*Entries provided*
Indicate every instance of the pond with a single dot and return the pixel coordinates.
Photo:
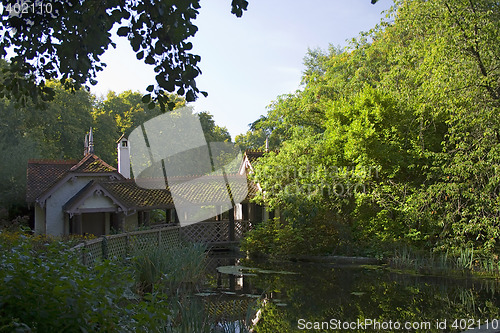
(331, 297)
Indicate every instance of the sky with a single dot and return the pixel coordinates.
(248, 62)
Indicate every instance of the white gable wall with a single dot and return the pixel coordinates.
(39, 220)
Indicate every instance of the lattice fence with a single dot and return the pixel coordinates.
(213, 232)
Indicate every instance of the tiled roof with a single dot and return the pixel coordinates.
(208, 190)
(92, 163)
(42, 174)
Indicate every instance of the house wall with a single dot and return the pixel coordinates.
(54, 218)
(93, 223)
(39, 220)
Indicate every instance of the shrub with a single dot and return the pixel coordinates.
(46, 289)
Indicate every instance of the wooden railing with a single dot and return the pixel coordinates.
(211, 233)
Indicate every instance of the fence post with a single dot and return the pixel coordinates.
(127, 245)
(104, 246)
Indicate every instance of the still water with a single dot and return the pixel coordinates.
(312, 297)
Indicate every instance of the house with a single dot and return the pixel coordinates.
(92, 197)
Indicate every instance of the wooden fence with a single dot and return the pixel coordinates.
(211, 233)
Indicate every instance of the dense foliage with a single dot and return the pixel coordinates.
(397, 137)
(45, 289)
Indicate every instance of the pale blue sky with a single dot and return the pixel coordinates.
(247, 62)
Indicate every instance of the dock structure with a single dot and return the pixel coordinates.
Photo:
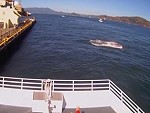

*What to produce*
Retype all of the rows above verbatim, omitting the pictures.

*Solution for this exercise*
Indicate every instance of the pond with a single dot and return the pixel coordinates.
Photo:
(331, 297)
Indicate every instance of the sky with a single dot and return the pixel coordinates.
(248, 62)
Indicate every instance of the white gable wall with a single dot and return the pixel coordinates.
(39, 220)
Indicate every instance of the lattice fence with a single dot and return the pixel coordinates.
(213, 232)
Indicate every instance of the tiled roof with a single dot and return the pixel coordinates.
(208, 190)
(92, 163)
(42, 174)
Indicate every instance of the house wall with a single dot and return the pixel coordinates.
(54, 218)
(93, 223)
(39, 220)
Indicate every instance of the shrub with a single dot and return the pixel coordinates.
(46, 289)
Indicate every instance of the wooden railing with a single dot and return the pixel coordinates.
(211, 233)
Indicate every instance of the fence post with a single dot and return the pixel coordinates.
(127, 245)
(104, 246)
Indicate every instance of the still water with a single dot and return the pixel coordinates.
(312, 297)
Indicate every instance of the house with a single dot and return the pixel coordinates.
(92, 197)
Indicate every instance of the wooden fence with a single dot and return the pixel coordinates.
(211, 233)
Indicate every instance of the dense foliage with a single dot and return the pixel coordinates.
(397, 137)
(45, 289)
Indicate every instance of the pale blue sky with a single dot and return the pixel coordinates.
(247, 62)
Indicate every instance of the dock structure with a single dot and return the pixel coordinates.
Photo:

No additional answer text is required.